**GIVEN PASSAGE**:
|Publication number||US5654724 A|
|Application number||US 08/512,106|
|Publication date||Aug 5, 1997|
|Filing date||Aug 7, 1995|
|Priority date||Aug 7, 1995|
|Publication number||08512106, 512106, US 5654724 A, US 5654724A, US-A-5654724, US5654724 A, US5654724A|
|Original Assignee||Datron/Transco Inc.|
|Export Citation||BiBTeX, EndNote, RefMan|
|Patent Citations (2), Referenced by (30), Classifications (14), Legal Events (7)|
|External Links: USPTO, USPTO Assignment, Espacenet|
a. Field of the Invention
This invention pertains to omnidirectional antennas. More particularly, this invention pertains to antennas that provide hemispherical omnidirectional coverage or coverage of selected sectors of a hemisphere for use in cellular communication systems.
b. Description of the Prior Art
A simple quarter-wave length vertical conductor mounted on, and feed in opposition to, a ground plane provides an omnidirectional radiation pattern in azimuth. Classical antennas of this type are well known in the art. Such an antenna, however, has a null in the radiation pattern at the zenith, i.e. directly above the vertical conductor. In many applications, the null at the zenith is not important. However, the relatively recent development of cellular communications systems has brought with it a requirement for an omnidirectional pattern with no null at the zenith and in some circumstances for coverage of selected sectors of a hemisphere. For instance, an objective of a cellular communication system may be to provide coverage throughout one room from one antenna mounted on the ceiling of the room or to provide coverage throughout a building from one antenna mounted under the roof of the building. In such instances, in order to provide communications coverage throughout the hemisphere below the antenna, the antenna must not only provide omnidirctional coverage in azimuth, but must also not have a null in the radiation pattern immediately below the antenna.
The present invention is an antenna consisting of four radiating elements mounted on a conducting ground plane, which antenna may be placed "upside down" on the ceiling of a room, or under the roof of a building, to provide a radiation pattern that covers the entire room or building below the antenna. Although the radiation pattern of the present invention has no null directly below the antenna, the radiation pattern directly below the antenna is reduced in amplitude. The amplitude is reduced to compensate for the fact that a mobile unit located on the floor of the room directly below the antenna would normally be closer to the antenna in comparison to other locations in the room. By altering the phasing of the radiating elments, coverage is provided for selected sectors of the room or building.

**TASK A**:
Answer these questions about the antenna patent:
(i) Who is listed as the original assignee?
(ii) Where does a simple quarter-wave vertical conductor have a null in its radiation pattern?
(iii) How many radiating elements make up the antenna of the present invention?
**TASK B**: Rewrite the antenna patent from "The present invention is" up to and including "room or building.", putting "six" in place of "four".
**TASK C**:
Does each statement agree with the antenna patent? Answer yes or no, quoting the deciding words.
(i) The radiation pattern directly below the antenna is reduced in amplitude.
(ii) Classical quarter-wave vertical antennas are a recent development.
(iii) Coverage of selected sectors is gained by changing the size of the ground plane.

**Items from a dataset**:

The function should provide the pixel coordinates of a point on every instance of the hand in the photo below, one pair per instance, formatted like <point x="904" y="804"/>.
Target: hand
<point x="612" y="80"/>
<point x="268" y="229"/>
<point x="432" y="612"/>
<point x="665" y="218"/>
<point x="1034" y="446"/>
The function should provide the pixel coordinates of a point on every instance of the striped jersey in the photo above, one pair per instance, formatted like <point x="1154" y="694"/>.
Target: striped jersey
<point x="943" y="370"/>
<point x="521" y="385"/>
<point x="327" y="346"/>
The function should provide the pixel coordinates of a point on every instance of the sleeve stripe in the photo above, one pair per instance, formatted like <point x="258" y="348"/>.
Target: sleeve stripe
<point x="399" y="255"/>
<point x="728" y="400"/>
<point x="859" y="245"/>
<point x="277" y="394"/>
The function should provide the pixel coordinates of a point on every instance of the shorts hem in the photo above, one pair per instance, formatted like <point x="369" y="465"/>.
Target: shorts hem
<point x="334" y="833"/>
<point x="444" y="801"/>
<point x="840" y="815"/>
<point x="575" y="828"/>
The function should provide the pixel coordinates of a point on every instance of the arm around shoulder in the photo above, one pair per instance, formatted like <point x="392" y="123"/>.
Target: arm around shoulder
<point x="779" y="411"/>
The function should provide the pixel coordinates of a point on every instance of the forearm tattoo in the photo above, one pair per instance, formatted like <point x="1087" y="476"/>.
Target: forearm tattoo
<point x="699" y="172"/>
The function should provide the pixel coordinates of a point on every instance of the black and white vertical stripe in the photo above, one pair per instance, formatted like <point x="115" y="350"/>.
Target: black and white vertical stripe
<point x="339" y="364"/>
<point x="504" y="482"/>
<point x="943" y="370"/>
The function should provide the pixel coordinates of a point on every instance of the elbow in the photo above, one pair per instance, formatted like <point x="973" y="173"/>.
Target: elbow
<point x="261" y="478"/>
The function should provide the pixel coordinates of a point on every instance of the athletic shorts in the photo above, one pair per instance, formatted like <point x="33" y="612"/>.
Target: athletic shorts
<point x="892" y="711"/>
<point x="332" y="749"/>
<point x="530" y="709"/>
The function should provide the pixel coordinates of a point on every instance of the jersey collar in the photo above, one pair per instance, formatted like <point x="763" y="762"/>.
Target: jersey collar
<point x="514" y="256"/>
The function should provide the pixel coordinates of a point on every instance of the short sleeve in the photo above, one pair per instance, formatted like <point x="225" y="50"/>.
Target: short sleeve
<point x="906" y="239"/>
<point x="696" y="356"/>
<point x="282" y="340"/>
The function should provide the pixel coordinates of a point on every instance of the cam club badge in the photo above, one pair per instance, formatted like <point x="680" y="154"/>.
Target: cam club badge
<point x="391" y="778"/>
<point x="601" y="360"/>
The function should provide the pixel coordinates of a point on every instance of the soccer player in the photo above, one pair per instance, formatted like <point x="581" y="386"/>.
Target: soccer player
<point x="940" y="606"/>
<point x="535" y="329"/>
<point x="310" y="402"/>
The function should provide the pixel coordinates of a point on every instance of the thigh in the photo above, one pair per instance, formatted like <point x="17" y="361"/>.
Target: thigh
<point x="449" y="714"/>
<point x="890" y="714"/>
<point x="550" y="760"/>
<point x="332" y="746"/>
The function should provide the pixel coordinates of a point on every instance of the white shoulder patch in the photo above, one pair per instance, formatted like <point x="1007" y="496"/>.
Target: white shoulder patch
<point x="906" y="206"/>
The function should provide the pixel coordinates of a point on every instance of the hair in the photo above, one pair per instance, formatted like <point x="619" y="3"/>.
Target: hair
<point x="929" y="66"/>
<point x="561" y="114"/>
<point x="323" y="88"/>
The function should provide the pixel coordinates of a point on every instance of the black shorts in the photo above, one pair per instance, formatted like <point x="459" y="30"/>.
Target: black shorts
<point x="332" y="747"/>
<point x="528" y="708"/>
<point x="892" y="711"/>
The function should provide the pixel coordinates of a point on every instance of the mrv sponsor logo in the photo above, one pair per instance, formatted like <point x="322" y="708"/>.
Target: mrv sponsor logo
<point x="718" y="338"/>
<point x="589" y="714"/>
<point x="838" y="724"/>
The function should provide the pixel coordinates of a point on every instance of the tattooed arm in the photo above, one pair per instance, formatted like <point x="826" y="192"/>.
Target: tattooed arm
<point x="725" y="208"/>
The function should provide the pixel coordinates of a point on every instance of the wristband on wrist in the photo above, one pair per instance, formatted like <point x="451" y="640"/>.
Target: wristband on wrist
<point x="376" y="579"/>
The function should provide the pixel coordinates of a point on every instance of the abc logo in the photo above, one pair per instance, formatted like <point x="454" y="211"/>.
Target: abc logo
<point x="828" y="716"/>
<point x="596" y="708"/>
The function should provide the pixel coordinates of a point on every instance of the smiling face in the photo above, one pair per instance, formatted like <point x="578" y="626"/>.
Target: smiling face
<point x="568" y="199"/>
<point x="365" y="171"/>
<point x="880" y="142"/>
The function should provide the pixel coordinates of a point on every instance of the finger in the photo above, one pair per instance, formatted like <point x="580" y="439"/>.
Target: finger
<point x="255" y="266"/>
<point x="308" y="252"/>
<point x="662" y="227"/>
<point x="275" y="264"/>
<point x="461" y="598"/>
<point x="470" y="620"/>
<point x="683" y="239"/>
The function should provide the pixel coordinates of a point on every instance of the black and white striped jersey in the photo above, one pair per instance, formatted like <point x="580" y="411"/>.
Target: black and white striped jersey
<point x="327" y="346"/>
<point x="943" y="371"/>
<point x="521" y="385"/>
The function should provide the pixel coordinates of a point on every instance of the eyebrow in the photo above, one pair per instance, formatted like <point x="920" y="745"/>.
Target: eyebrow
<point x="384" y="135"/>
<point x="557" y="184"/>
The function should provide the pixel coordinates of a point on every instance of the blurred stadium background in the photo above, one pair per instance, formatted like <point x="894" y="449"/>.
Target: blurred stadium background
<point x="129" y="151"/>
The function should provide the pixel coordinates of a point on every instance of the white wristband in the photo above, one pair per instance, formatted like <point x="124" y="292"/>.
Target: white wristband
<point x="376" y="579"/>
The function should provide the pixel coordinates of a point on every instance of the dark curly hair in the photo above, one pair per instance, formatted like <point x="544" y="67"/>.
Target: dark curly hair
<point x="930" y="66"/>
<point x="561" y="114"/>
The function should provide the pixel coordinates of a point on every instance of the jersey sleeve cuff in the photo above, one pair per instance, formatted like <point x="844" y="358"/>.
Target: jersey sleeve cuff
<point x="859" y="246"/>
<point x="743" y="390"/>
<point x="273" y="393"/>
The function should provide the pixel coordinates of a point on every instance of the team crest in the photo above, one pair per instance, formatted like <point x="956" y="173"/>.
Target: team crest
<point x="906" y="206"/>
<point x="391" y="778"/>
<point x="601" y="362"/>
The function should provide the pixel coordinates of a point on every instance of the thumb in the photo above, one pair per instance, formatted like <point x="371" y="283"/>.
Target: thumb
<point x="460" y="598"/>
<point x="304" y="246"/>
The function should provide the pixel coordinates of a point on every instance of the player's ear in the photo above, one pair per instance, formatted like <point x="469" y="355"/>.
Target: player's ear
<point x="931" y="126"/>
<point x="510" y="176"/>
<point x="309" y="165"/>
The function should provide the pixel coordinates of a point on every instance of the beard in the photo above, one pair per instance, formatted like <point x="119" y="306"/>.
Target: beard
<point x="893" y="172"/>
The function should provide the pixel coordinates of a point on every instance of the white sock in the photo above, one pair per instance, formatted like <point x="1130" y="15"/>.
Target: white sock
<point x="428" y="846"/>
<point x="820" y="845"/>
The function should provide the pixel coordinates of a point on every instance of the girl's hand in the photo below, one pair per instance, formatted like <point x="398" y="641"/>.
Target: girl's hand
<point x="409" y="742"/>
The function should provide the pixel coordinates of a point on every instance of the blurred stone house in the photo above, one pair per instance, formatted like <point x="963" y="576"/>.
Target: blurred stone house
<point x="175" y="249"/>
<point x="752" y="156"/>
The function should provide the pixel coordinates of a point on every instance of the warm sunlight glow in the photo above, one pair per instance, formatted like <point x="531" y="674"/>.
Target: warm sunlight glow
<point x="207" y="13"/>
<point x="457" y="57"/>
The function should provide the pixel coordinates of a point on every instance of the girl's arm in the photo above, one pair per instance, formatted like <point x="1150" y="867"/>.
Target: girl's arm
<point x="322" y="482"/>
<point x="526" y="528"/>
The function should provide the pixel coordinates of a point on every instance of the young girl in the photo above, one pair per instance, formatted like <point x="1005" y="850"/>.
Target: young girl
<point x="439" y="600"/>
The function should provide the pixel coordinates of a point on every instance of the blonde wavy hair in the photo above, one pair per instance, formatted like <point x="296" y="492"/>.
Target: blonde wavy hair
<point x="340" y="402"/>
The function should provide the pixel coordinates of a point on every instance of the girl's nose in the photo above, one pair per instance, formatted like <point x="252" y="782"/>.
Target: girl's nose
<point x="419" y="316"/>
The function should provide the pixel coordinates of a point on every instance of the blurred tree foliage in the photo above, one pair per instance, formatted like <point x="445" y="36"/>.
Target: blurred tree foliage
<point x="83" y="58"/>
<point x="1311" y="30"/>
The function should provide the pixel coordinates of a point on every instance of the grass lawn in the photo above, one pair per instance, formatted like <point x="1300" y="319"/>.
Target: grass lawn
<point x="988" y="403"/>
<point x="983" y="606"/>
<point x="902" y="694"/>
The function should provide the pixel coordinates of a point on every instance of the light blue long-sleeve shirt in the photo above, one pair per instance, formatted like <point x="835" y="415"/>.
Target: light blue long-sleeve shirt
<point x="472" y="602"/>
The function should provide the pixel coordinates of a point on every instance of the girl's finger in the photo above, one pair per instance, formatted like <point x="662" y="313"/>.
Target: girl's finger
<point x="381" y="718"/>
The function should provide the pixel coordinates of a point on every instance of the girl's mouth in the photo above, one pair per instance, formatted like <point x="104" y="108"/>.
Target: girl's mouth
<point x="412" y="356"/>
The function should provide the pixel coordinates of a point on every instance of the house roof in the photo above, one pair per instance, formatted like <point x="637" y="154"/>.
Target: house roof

**FULL RESPONSE A**:
(i) Datron/Transco Inc.
(ii) At the zenith, directly above the vertical conductor.
(iii) Four.

**FULL RESPONSE B**:
The present invention is an antenna consisting of six radiating elements mounted on a conducting ground plane, which antenna may be placed "upside down" on the ceiling of a room, or under the roof of a building, to provide a radiation pattern that covers the entire room or building below the antenna. Although the radiation pattern of the present invention has no null directly below the antenna, the radiation pattern directly below the antenna is reduced in amplitude. The amplitude is reduced to compensate for the fact that a mobile unit located on the floor of the room directly below the antenna would normally be closer to the antenna in comparison to other locations in the room. By altering the phasing of the radiating elments, coverage is provided for selected sectors of the room or building.

**FULL RESPONSE C**:
(i) Yes: "the radiation pattern directly below the antenna is reduced in amplitude"
(ii) No: "Classical antennas of this type are well known in the art."
(iii) No: "By altering the phasing of the radiating elments, coverage is provided for selected sectors of the room or building."